# TASK DATA start

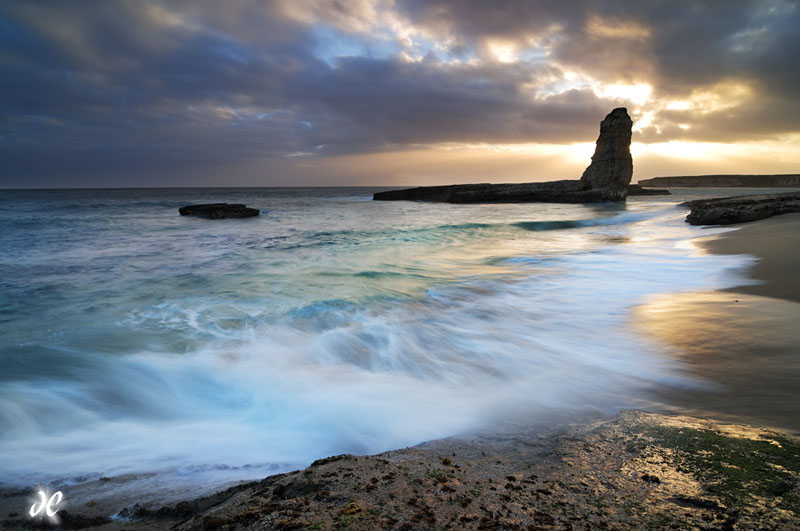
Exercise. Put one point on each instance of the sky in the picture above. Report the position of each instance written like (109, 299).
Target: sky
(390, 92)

# TASK DATA end
# TASK DATA start

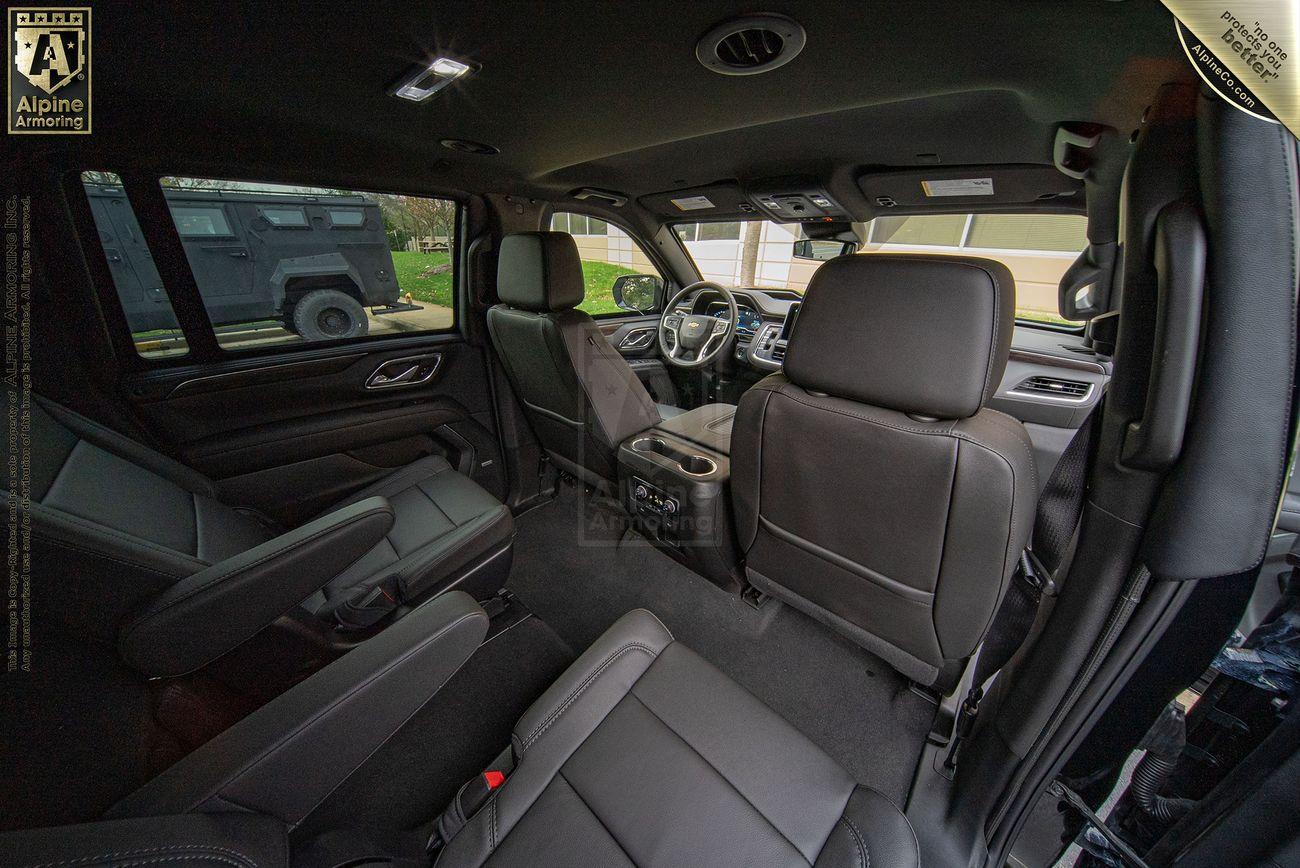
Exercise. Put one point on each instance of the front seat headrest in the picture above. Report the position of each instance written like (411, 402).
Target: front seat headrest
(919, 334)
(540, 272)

# TASK DATA end
# TASK DATA start

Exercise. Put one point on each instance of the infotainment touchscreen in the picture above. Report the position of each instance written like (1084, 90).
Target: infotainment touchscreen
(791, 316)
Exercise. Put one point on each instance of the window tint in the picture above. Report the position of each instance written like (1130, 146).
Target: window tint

# TASK DATA end

▸ **INSTRUCTIONS TO FOLLOW**: Count the lines in the records above that contain the string "each", treating uppercase and lowercase as different. Give only the number.

▸ **ANSWER FOR THIS EXERCISE**: 4